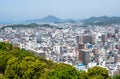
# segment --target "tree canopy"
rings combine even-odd
[[[120,74],[113,76],[113,79],[120,79]]]
[[[88,72],[54,63],[32,52],[0,42],[0,79],[110,79],[106,69],[90,68]]]
[[[111,77],[108,75],[108,71],[105,68],[95,66],[88,69],[86,79],[111,79]]]

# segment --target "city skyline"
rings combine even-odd
[[[1,0],[0,22],[40,19],[48,15],[62,19],[119,16],[119,3],[119,0]]]

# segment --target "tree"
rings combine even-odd
[[[38,79],[44,72],[45,65],[32,56],[27,56],[21,61],[14,57],[8,61],[5,77],[9,79]]]
[[[51,69],[48,79],[80,79],[80,72],[70,65],[60,63]]]
[[[113,76],[113,79],[120,79],[120,74]]]
[[[26,56],[33,56],[33,53],[28,52],[24,49],[19,49],[19,48],[14,48],[10,54],[14,55],[15,57],[17,57],[19,60],[22,60],[22,58],[26,57]]]
[[[108,71],[105,68],[95,66],[88,69],[86,79],[111,79],[111,77],[108,75]]]
[[[20,79],[19,77],[19,61],[18,58],[12,57],[7,62],[7,67],[5,70],[5,78],[8,79]]]
[[[2,74],[0,74],[0,79],[5,79],[5,77]]]
[[[9,43],[0,42],[0,49],[10,51],[10,50],[12,50],[12,45]]]
[[[25,57],[20,64],[21,73],[25,74],[22,78],[38,79],[44,72],[45,66],[46,64],[44,62],[40,62],[35,57]]]
[[[7,61],[12,57],[9,53],[4,50],[0,50],[0,73],[4,73]]]

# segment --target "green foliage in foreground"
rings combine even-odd
[[[85,79],[111,79],[108,75],[108,71],[105,68],[99,66],[88,69]]]
[[[115,75],[113,79],[120,79],[120,74]]]
[[[61,63],[49,73],[49,79],[80,79],[80,71]]]
[[[88,72],[53,63],[11,44],[0,42],[0,79],[111,79],[106,69],[94,67]]]
[[[5,79],[5,77],[3,76],[3,74],[0,74],[0,79]]]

Exercise
Each entry is to be written out again word for word, and any pictures are to be omitted.

Solution for this problem
# segment --target "tree canopy"
rings combine even-odd
[[[120,74],[113,76],[113,79],[120,79]]]
[[[88,72],[54,63],[32,52],[0,42],[0,79],[110,79],[106,69],[90,68]]]
[[[111,77],[108,75],[108,71],[105,68],[95,66],[88,69],[86,79],[111,79]]]

# segment --target "city skyline"
rings combine even-odd
[[[1,0],[0,22],[40,19],[48,15],[62,19],[119,16],[119,3],[119,0]]]

# segment --target "tree"
rings combine even-odd
[[[38,79],[44,72],[45,65],[32,56],[27,56],[21,61],[14,57],[8,61],[5,77],[9,79]]]
[[[51,69],[48,79],[80,79],[80,72],[70,65],[60,63]]]
[[[113,76],[113,79],[120,79],[120,74]]]
[[[26,56],[33,56],[33,53],[28,52],[24,49],[19,49],[19,48],[14,48],[10,54],[14,55],[15,57],[17,57],[19,60],[22,60],[22,58],[26,57]]]
[[[108,71],[105,68],[95,66],[88,69],[86,79],[111,79],[111,77],[108,75]]]
[[[20,79],[19,77],[19,61],[18,58],[12,57],[7,62],[7,67],[5,70],[5,78],[8,79]]]
[[[2,74],[0,74],[0,79],[5,79],[5,77]]]
[[[9,43],[0,42],[0,49],[10,51],[10,50],[12,50],[12,45]]]
[[[25,57],[20,64],[21,73],[25,74],[22,78],[38,79],[44,72],[45,66],[46,64],[44,62],[40,62],[35,57]]]
[[[7,61],[12,57],[9,53],[4,50],[0,50],[0,73],[4,73]]]

# segment --target "green foliage in foreground"
rings combine even-odd
[[[85,79],[111,79],[108,75],[108,71],[105,68],[99,66],[88,69]]]
[[[115,75],[113,79],[120,79],[120,74]]]
[[[61,63],[49,73],[49,79],[80,79],[80,71]]]
[[[88,72],[53,63],[11,44],[0,42],[0,79],[111,79],[106,69],[94,67]]]
[[[5,79],[5,77],[3,76],[3,74],[0,74],[0,79]]]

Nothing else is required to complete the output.